• DIRECTION:
Convert the rows starting at the line that contains "segment handrail" and ending at the line that contains "Draw the outline of every instance of the handrail." into a Markdown table with the columns Index and Line text. Number each line in order and leave out any blank lines.

• ENTRIES PROVIDED:
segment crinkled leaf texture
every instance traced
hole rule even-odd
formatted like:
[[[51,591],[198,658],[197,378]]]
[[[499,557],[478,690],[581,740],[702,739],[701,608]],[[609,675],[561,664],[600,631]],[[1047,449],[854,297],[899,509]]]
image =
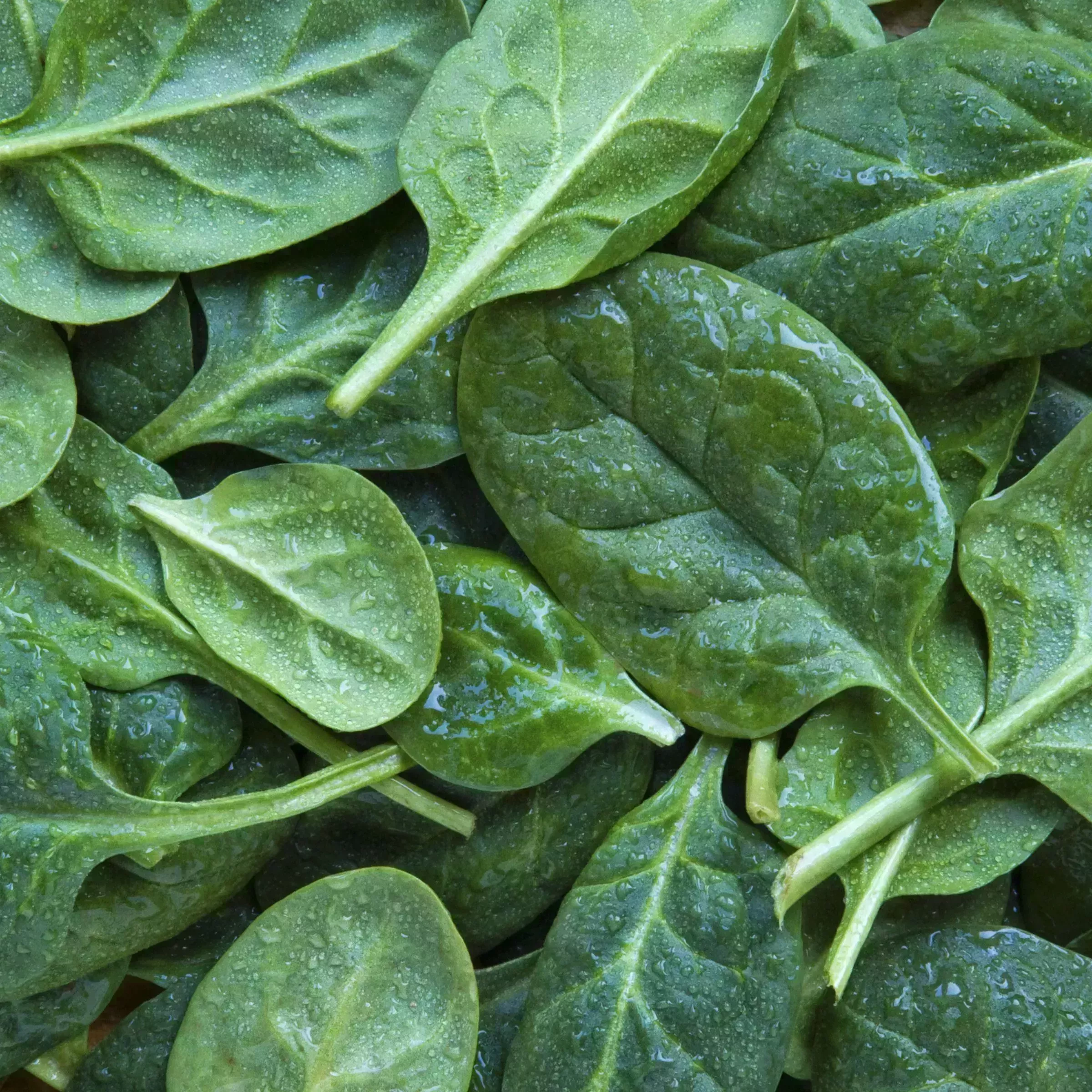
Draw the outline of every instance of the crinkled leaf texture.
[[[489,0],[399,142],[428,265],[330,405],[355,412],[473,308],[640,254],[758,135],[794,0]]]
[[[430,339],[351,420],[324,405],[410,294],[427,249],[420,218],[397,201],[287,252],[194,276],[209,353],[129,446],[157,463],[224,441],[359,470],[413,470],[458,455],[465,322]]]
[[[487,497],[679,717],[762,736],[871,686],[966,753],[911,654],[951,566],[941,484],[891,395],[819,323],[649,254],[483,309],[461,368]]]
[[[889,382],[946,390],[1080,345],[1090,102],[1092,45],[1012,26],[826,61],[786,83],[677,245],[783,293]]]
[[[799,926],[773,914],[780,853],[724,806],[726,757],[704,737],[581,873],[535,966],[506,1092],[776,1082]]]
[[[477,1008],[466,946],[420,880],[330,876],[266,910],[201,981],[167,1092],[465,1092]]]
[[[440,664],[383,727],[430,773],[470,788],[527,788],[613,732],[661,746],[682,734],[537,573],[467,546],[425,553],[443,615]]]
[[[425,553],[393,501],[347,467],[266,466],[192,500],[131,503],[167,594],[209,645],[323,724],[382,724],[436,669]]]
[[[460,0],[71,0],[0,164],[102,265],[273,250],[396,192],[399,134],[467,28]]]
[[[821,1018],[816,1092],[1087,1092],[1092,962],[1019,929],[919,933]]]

==

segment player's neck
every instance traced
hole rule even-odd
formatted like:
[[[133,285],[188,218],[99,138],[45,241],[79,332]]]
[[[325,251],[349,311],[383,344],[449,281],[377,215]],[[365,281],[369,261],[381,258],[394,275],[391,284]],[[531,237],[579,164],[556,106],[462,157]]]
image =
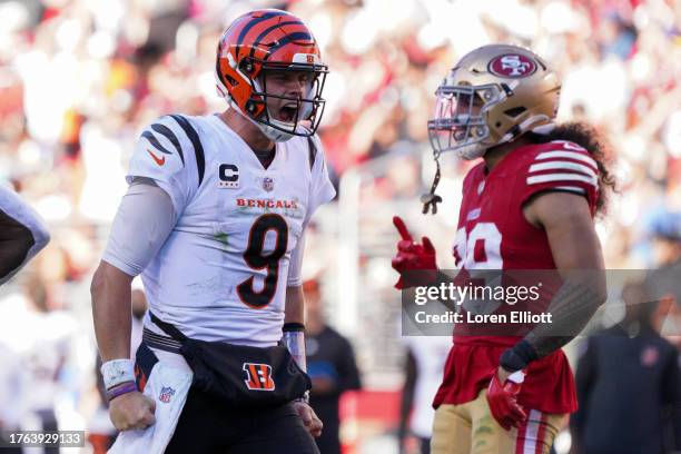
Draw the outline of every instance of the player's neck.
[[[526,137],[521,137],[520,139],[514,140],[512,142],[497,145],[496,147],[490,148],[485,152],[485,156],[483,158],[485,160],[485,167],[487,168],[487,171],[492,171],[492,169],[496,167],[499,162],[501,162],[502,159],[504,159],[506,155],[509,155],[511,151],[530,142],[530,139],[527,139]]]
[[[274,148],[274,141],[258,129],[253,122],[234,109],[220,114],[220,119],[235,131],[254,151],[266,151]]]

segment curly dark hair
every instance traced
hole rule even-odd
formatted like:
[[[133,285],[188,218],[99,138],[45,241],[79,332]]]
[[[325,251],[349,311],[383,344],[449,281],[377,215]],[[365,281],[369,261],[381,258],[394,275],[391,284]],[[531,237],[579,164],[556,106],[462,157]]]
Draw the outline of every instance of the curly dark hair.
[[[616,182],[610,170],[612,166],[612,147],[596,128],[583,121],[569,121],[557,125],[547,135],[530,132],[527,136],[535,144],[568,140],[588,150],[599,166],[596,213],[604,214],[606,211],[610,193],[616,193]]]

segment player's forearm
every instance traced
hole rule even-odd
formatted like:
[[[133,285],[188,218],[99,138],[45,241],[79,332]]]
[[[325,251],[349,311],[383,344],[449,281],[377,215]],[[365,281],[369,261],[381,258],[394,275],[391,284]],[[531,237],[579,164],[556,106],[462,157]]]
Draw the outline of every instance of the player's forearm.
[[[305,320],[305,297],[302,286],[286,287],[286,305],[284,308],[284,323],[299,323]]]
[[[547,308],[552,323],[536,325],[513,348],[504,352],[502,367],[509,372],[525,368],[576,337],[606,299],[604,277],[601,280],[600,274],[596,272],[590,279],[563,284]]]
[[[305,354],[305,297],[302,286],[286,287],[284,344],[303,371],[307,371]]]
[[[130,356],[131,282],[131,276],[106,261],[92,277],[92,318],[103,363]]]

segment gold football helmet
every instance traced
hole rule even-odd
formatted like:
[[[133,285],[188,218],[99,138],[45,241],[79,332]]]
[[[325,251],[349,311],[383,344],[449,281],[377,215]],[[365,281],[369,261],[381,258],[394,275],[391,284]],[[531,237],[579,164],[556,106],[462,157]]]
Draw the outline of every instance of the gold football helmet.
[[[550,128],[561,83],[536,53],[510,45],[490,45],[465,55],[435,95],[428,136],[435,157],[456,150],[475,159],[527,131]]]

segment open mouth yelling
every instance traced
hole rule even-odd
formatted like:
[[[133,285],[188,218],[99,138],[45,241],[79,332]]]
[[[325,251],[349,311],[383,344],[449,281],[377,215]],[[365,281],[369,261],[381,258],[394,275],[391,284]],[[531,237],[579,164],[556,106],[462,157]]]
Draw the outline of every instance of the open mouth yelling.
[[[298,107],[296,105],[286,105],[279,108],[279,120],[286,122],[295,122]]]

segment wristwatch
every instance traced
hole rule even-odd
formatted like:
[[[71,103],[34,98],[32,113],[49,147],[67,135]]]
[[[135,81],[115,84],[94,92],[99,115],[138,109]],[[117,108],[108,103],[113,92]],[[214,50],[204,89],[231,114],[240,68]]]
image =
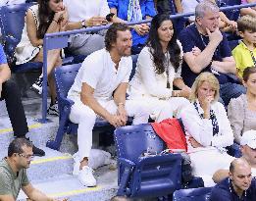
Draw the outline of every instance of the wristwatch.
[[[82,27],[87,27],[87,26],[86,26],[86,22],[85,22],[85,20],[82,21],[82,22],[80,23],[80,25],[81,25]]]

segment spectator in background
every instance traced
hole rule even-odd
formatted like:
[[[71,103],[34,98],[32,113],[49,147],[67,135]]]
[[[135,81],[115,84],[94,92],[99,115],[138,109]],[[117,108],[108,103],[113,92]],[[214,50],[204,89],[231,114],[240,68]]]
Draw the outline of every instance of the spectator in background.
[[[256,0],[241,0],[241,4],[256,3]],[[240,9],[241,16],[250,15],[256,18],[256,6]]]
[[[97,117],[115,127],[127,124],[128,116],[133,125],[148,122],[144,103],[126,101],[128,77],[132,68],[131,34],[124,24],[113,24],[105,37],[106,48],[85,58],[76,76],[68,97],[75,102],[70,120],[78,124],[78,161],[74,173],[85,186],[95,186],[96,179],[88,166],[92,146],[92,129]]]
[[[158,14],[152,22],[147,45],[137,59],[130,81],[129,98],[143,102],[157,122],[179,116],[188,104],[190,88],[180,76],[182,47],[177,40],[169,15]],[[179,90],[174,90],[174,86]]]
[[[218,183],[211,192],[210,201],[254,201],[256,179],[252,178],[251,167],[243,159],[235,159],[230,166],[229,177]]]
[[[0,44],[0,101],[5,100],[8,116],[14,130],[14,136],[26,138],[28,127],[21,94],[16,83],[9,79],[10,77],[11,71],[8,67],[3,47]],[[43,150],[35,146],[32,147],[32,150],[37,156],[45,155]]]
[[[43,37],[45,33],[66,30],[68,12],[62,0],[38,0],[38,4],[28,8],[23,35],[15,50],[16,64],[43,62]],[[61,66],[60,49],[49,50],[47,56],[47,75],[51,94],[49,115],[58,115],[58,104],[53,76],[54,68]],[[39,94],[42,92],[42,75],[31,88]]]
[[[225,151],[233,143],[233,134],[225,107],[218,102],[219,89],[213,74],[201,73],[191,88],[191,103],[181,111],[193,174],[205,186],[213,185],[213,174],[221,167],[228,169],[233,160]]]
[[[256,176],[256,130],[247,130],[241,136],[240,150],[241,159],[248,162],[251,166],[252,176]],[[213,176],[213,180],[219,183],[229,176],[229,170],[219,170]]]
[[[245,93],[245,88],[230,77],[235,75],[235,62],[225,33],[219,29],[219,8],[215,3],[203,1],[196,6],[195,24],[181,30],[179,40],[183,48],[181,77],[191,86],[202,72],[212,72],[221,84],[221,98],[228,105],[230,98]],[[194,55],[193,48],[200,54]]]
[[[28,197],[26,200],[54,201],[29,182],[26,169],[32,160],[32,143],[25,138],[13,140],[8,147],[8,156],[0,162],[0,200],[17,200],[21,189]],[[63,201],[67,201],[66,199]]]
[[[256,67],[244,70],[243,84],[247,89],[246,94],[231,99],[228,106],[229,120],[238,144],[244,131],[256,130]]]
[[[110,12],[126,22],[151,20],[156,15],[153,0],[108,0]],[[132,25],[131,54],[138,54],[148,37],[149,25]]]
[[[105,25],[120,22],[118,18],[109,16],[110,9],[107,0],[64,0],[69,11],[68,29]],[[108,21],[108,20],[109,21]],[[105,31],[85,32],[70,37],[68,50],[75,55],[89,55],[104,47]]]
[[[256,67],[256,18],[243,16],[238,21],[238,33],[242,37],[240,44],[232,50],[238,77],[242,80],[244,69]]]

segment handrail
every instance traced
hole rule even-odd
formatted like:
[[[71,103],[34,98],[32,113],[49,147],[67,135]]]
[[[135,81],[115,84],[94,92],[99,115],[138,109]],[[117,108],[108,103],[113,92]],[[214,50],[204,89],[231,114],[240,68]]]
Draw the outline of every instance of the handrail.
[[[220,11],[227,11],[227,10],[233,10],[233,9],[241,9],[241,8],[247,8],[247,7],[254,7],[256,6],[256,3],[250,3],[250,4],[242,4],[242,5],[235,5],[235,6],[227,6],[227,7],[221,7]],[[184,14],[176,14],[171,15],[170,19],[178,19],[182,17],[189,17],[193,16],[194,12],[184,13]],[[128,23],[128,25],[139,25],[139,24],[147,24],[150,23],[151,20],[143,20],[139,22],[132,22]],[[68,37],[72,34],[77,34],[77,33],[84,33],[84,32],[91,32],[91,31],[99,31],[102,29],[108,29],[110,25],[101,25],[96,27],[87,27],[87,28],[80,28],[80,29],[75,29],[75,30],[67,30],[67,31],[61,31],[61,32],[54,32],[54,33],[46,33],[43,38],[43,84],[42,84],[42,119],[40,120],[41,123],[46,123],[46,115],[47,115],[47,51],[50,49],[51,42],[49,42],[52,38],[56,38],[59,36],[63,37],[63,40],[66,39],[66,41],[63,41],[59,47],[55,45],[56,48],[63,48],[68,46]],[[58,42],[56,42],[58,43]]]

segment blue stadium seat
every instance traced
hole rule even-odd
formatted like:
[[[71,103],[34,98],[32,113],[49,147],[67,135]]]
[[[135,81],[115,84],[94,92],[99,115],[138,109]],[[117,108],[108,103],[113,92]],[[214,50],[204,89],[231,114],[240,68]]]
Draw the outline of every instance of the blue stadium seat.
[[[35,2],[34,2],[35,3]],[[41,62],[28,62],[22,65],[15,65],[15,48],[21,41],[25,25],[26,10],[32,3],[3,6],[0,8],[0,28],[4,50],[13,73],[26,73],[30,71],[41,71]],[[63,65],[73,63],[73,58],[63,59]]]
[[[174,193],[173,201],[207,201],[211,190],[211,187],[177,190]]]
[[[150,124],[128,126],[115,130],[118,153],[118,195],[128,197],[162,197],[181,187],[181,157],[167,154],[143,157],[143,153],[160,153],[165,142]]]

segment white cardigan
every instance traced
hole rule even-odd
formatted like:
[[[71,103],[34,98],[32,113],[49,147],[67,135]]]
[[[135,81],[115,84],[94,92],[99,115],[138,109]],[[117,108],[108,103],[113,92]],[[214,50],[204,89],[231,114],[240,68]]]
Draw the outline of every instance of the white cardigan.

...

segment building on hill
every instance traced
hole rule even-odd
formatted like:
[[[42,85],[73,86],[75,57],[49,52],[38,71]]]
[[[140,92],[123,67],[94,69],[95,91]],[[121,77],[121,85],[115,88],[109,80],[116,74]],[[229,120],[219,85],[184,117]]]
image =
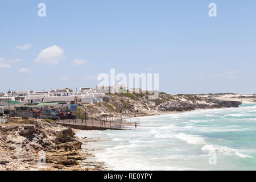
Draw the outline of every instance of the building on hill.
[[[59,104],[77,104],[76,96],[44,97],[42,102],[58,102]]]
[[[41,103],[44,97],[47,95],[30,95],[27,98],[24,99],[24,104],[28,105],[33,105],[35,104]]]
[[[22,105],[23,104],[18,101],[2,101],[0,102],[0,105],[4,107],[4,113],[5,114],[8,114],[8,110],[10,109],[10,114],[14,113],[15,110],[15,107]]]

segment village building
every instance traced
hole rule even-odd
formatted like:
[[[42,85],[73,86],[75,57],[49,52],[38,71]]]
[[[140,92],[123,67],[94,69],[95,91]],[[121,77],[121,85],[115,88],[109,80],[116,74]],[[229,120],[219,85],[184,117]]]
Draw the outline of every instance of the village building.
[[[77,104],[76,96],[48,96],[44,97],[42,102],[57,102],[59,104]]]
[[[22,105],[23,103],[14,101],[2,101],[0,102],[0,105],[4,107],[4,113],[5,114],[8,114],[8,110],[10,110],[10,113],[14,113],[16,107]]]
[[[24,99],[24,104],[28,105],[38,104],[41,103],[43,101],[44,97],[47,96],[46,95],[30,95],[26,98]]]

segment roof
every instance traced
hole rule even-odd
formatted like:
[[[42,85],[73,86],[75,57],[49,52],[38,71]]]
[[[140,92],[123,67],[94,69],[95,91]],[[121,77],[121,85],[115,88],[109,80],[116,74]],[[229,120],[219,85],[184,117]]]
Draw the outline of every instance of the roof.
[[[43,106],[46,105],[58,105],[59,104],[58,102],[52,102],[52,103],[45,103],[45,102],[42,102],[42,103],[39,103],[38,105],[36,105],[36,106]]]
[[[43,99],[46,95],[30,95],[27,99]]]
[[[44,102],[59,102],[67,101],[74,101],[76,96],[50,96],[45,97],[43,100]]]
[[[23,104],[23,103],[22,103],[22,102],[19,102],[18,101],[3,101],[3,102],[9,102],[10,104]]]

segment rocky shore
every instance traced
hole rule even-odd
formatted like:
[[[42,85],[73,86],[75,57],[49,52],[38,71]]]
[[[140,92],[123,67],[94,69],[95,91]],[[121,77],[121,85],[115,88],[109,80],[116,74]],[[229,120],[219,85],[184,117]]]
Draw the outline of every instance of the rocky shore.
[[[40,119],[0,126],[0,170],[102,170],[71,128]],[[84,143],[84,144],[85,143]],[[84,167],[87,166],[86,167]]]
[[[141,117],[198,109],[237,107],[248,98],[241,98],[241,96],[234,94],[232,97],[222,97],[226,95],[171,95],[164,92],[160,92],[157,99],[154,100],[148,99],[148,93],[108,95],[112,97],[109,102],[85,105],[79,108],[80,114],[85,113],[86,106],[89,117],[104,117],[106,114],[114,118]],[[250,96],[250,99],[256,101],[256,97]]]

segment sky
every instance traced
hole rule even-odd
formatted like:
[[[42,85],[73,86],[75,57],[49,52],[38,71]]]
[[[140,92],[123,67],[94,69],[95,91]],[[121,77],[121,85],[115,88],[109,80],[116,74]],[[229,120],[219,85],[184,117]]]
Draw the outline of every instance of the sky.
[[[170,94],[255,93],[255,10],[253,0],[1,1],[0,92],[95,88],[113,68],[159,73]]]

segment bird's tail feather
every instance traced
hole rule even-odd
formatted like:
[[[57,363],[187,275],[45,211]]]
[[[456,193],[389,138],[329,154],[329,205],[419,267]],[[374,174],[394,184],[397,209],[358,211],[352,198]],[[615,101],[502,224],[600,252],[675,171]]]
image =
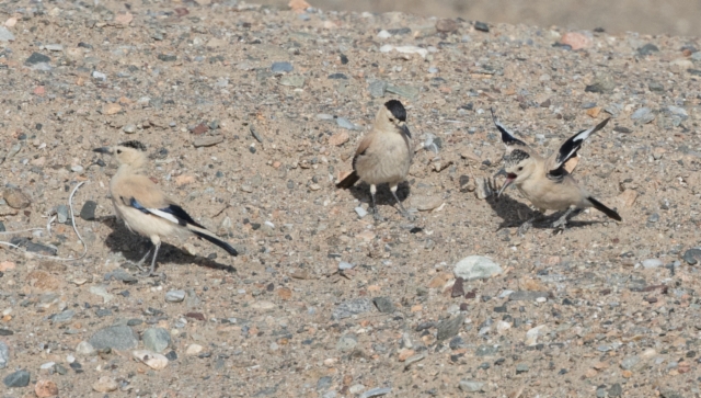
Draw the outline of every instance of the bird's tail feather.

• SOLUTION:
| Index | Line text |
|---|---|
| 1 | segment handrail |
| 2 | every instance traced |
| 3 | hole rule even-odd |
| 4 | formatted like: |
| 5 | [[[71,103],[34,98],[32,113],[49,147],[67,135]]] |
| 6 | [[[135,81],[115,84],[94,92],[99,115],[138,109]],[[117,108],[108,103],[113,92]],[[214,50],[204,89],[231,114],[240,68]]] |
| 7 | Draw the outline of every instance of the handrail. |